* Directions: Render the rows below as a Markdown table with the columns No. and Text, numbering each line and leaving out blank lines. Cover only the span from the line containing "outline --target=paving slab" up to and including the line containing "Mark the region of every instance of the paving".
======== Data shown
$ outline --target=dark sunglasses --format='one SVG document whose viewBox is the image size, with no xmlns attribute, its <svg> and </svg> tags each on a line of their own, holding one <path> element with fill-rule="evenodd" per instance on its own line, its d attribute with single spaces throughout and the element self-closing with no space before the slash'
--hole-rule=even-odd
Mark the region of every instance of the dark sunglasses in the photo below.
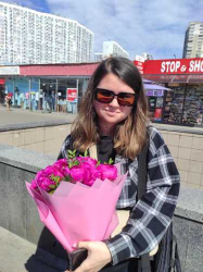
<svg viewBox="0 0 203 272">
<path fill-rule="evenodd" d="M 97 88 L 94 91 L 94 99 L 100 103 L 111 103 L 117 97 L 119 106 L 132 107 L 136 102 L 136 94 L 119 92 L 118 95 L 109 89 Z"/>
</svg>

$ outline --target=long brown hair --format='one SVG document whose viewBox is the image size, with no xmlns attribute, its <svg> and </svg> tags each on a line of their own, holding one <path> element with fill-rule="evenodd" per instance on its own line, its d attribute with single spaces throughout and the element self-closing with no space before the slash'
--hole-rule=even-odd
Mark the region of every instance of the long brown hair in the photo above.
<svg viewBox="0 0 203 272">
<path fill-rule="evenodd" d="M 136 104 L 130 115 L 118 123 L 114 131 L 116 152 L 134 160 L 147 141 L 148 103 L 141 75 L 134 63 L 125 58 L 110 58 L 102 61 L 91 76 L 72 131 L 74 148 L 84 152 L 100 138 L 93 108 L 94 90 L 109 73 L 116 75 L 136 92 Z"/>
</svg>

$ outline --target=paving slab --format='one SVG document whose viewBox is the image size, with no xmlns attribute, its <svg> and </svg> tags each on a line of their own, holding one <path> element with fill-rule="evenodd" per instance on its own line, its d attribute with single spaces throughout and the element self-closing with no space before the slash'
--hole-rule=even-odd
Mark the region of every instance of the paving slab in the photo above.
<svg viewBox="0 0 203 272">
<path fill-rule="evenodd" d="M 59 272 L 66 262 L 0 227 L 0 272 Z"/>
</svg>

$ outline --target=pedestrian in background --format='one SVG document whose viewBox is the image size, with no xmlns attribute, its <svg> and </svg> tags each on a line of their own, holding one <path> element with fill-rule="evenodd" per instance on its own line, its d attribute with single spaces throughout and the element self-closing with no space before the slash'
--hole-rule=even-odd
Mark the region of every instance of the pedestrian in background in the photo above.
<svg viewBox="0 0 203 272">
<path fill-rule="evenodd" d="M 11 104 L 12 104 L 11 98 L 12 96 L 10 94 L 5 96 L 7 111 L 11 111 Z"/>
<path fill-rule="evenodd" d="M 137 201 L 138 156 L 147 143 L 147 191 Z M 110 58 L 98 66 L 59 159 L 66 158 L 68 149 L 84 154 L 92 145 L 99 161 L 111 158 L 120 163 L 122 174 L 128 172 L 116 209 L 130 213 L 113 238 L 76 245 L 86 248 L 88 257 L 75 272 L 140 271 L 137 258 L 158 245 L 172 222 L 180 178 L 162 135 L 149 125 L 142 78 L 127 59 Z"/>
</svg>

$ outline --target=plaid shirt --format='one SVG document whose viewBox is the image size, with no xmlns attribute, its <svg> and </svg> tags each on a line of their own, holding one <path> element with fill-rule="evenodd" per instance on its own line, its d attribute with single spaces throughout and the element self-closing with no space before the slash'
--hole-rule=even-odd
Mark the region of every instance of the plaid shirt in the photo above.
<svg viewBox="0 0 203 272">
<path fill-rule="evenodd" d="M 147 193 L 137 201 L 138 159 L 134 161 L 116 154 L 122 173 L 128 176 L 117 201 L 116 209 L 130 209 L 130 217 L 123 231 L 105 240 L 112 263 L 139 257 L 152 251 L 164 236 L 174 214 L 179 194 L 180 178 L 174 159 L 156 128 L 150 126 L 148 151 Z M 69 136 L 65 139 L 59 159 L 66 157 Z"/>
</svg>

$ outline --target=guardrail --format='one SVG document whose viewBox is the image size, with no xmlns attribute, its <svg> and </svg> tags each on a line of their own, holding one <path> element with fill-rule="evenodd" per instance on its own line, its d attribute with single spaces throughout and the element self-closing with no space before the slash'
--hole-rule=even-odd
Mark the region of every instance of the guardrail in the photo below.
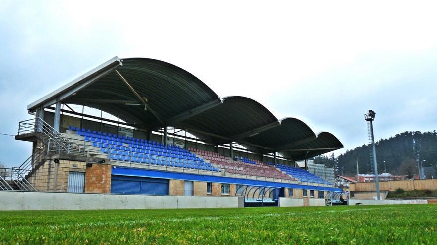
<svg viewBox="0 0 437 245">
<path fill-rule="evenodd" d="M 28 173 L 28 170 L 18 168 L 0 168 L 0 189 L 13 190 L 13 187 L 9 184 L 10 183 L 13 183 L 18 189 L 22 191 L 36 191 L 26 179 L 25 174 L 27 173 Z"/>
</svg>

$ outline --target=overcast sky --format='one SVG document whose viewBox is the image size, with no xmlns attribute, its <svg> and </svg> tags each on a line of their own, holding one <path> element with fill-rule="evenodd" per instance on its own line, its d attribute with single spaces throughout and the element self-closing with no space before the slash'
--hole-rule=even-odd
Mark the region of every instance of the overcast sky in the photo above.
<svg viewBox="0 0 437 245">
<path fill-rule="evenodd" d="M 115 56 L 169 62 L 221 97 L 331 132 L 336 155 L 367 143 L 370 109 L 377 139 L 437 129 L 435 1 L 0 1 L 0 133 Z M 30 152 L 0 135 L 0 161 Z"/>
</svg>

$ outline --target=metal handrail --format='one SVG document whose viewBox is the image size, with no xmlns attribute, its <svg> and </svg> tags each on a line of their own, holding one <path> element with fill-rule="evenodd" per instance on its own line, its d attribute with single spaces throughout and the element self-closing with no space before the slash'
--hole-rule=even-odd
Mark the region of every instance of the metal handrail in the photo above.
<svg viewBox="0 0 437 245">
<path fill-rule="evenodd" d="M 16 178 L 13 179 L 13 181 L 20 189 L 23 191 L 36 191 L 36 189 L 20 173 L 19 169 L 12 168 L 12 176 L 14 176 L 14 171 L 15 171 Z"/>
<path fill-rule="evenodd" d="M 3 178 L 3 177 L 0 175 L 0 188 L 1 188 L 1 190 L 13 190 L 13 188 L 12 188 L 10 185 L 9 185 L 9 183 L 7 183 L 7 181 L 6 181 Z"/>
<path fill-rule="evenodd" d="M 13 190 L 13 188 L 7 182 L 13 182 L 22 191 L 36 191 L 36 189 L 21 173 L 21 169 L 18 168 L 0 168 L 0 183 L 3 190 Z"/>
</svg>

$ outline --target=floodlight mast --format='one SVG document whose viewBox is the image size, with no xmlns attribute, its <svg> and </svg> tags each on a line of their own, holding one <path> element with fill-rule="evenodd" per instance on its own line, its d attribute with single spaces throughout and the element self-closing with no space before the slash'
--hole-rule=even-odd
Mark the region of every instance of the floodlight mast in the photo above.
<svg viewBox="0 0 437 245">
<path fill-rule="evenodd" d="M 375 147 L 375 137 L 373 135 L 373 120 L 375 119 L 375 115 L 376 114 L 372 110 L 369 110 L 369 113 L 364 114 L 364 118 L 369 124 L 369 133 L 370 134 L 370 141 L 372 143 L 372 158 L 373 158 L 373 168 L 375 171 L 375 184 L 376 186 L 376 196 L 378 200 L 381 199 L 381 194 L 379 193 L 379 179 L 378 176 L 378 164 L 376 163 L 376 149 Z"/>
</svg>

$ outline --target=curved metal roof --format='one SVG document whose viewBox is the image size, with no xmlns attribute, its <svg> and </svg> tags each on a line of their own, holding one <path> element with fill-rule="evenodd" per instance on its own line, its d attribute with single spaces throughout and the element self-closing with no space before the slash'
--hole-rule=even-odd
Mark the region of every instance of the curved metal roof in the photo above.
<svg viewBox="0 0 437 245">
<path fill-rule="evenodd" d="M 223 98 L 221 104 L 175 126 L 206 135 L 218 144 L 236 141 L 242 134 L 250 134 L 253 130 L 277 124 L 275 116 L 258 102 L 246 97 L 229 96 Z"/>
<path fill-rule="evenodd" d="M 317 138 L 308 142 L 297 145 L 281 154 L 294 160 L 303 160 L 343 147 L 341 142 L 332 134 L 327 132 L 319 133 Z"/>
<path fill-rule="evenodd" d="M 279 121 L 248 98 L 220 99 L 189 72 L 147 58 L 115 57 L 30 104 L 34 111 L 57 101 L 101 109 L 138 128 L 185 129 L 216 144 L 238 142 L 260 153 L 309 158 L 343 147 L 331 134 L 316 135 L 303 122 Z"/>
<path fill-rule="evenodd" d="M 244 140 L 249 143 L 269 146 L 274 150 L 262 148 L 258 150 L 270 153 L 280 151 L 316 138 L 316 134 L 312 130 L 297 118 L 287 117 L 282 119 L 280 123 L 276 127 L 260 132 Z"/>
</svg>

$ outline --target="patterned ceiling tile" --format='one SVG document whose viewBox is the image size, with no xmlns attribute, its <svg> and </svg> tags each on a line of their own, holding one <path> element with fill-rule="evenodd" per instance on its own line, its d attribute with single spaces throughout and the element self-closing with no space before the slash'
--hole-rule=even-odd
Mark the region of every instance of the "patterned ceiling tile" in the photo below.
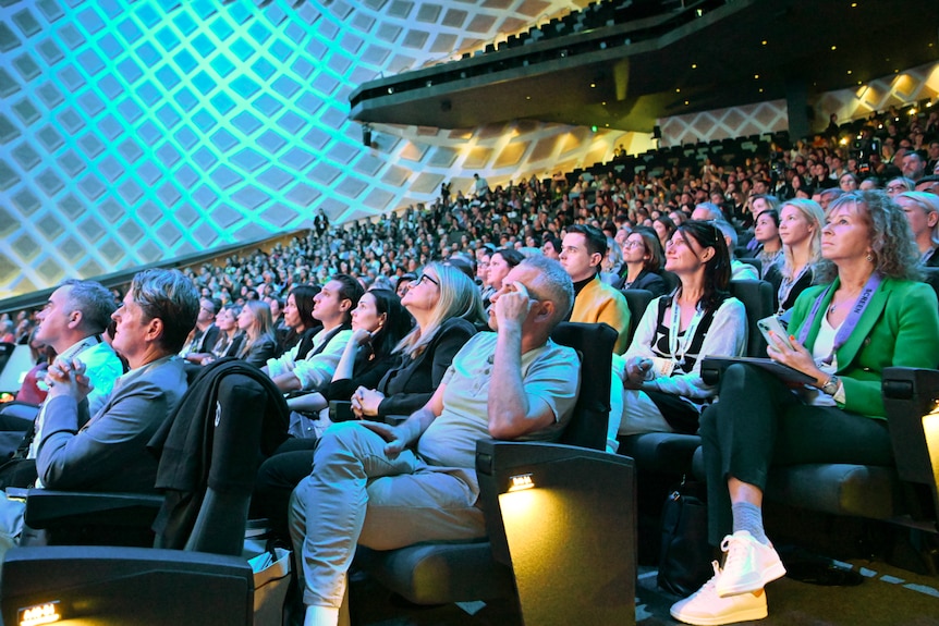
================
* Problem solution:
| No. | Text |
|---|---|
| 1 | $ outline --target=paving slab --format='one SVG document whose viewBox is the image size, with no xmlns attribute, its <svg> and </svg> tags each on a line of their own, holding one <path> element with fill-rule="evenodd" per instance on its own line, its d attribute with single spaces throughout and the element self-closing with no space before the slash' |
| 2 | --hole-rule=even-odd |
| 3 | Mark the region of every instance of the paving slab in the photo above. |